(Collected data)

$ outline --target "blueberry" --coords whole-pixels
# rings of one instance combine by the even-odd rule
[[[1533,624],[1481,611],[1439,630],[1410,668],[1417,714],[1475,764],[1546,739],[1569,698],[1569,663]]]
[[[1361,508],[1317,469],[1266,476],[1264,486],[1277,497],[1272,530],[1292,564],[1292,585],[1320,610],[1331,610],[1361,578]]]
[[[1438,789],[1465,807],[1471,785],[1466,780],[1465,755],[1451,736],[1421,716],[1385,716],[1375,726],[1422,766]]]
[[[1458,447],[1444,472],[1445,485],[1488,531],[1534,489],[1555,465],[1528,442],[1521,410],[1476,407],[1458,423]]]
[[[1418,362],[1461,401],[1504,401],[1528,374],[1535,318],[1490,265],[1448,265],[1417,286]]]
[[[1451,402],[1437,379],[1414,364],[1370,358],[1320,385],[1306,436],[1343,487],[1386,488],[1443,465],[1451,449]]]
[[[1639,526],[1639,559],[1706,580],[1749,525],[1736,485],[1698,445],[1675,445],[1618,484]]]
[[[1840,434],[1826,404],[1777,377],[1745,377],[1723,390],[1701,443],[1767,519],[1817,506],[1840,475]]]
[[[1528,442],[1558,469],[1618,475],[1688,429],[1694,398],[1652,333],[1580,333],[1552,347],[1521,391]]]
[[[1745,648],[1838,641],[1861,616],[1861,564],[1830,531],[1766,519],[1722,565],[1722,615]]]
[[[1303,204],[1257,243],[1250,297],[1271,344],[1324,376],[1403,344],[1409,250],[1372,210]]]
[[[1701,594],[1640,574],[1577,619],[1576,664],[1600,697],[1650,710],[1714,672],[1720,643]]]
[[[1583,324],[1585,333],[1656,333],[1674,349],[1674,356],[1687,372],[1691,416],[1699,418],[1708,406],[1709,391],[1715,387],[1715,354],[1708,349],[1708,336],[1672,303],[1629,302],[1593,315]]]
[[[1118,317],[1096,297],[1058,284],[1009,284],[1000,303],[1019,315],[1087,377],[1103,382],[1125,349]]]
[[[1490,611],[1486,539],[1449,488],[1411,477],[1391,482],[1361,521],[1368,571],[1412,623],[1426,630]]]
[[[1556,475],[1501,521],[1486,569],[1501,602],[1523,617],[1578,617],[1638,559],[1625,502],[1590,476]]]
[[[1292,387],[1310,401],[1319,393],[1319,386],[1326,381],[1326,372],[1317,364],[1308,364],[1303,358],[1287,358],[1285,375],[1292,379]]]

Task prompt → The expected response is every record, reproduced word for word.

Solved exercise →
$ outline --target "blueberry" --coords whole-pixels
# rings of one instance combine by the even-odd rule
[[[1533,624],[1481,611],[1439,630],[1410,668],[1417,714],[1475,764],[1546,739],[1569,698],[1569,663]]]
[[[1361,508],[1317,469],[1266,476],[1264,486],[1277,497],[1272,530],[1292,564],[1292,585],[1320,610],[1331,610],[1361,578]]]
[[[1438,789],[1465,807],[1471,785],[1466,780],[1465,755],[1451,736],[1421,716],[1385,716],[1375,726],[1422,766]]]
[[[1458,447],[1444,472],[1445,485],[1488,531],[1534,489],[1555,465],[1528,442],[1521,410],[1476,407],[1458,423]]]
[[[1418,362],[1461,401],[1504,401],[1528,374],[1535,318],[1490,265],[1448,265],[1417,286]]]
[[[1451,402],[1437,379],[1414,364],[1370,358],[1320,385],[1306,436],[1343,487],[1386,488],[1443,465],[1451,449]]]
[[[1639,526],[1639,559],[1706,580],[1749,525],[1736,485],[1698,445],[1675,445],[1618,484]]]
[[[1840,434],[1826,404],[1777,377],[1745,377],[1723,390],[1701,443],[1767,519],[1817,506],[1840,475]]]
[[[1528,442],[1558,469],[1618,475],[1688,429],[1694,398],[1652,333],[1580,333],[1552,347],[1521,391]]]
[[[1745,648],[1838,641],[1861,616],[1861,564],[1830,531],[1766,519],[1722,565],[1722,615]]]
[[[1303,204],[1257,243],[1250,297],[1271,344],[1324,376],[1403,344],[1409,250],[1372,210]]]
[[[1701,594],[1640,574],[1577,619],[1576,664],[1600,697],[1650,710],[1714,672],[1720,643]]]
[[[1583,324],[1585,333],[1656,333],[1674,349],[1674,356],[1687,372],[1691,416],[1699,418],[1708,406],[1709,391],[1715,387],[1715,354],[1708,349],[1708,336],[1672,303],[1629,302],[1593,315]]]
[[[1118,317],[1096,297],[1058,284],[1009,284],[1000,303],[1019,315],[1087,377],[1103,382],[1125,349]]]
[[[1490,611],[1486,539],[1449,488],[1411,477],[1391,482],[1361,521],[1368,571],[1412,623],[1426,630]]]
[[[1556,475],[1501,521],[1486,569],[1501,602],[1523,617],[1578,617],[1638,559],[1625,502],[1590,476]]]
[[[1292,387],[1310,401],[1319,393],[1319,386],[1326,381],[1326,372],[1317,364],[1308,364],[1303,358],[1287,358],[1285,375],[1292,379]]]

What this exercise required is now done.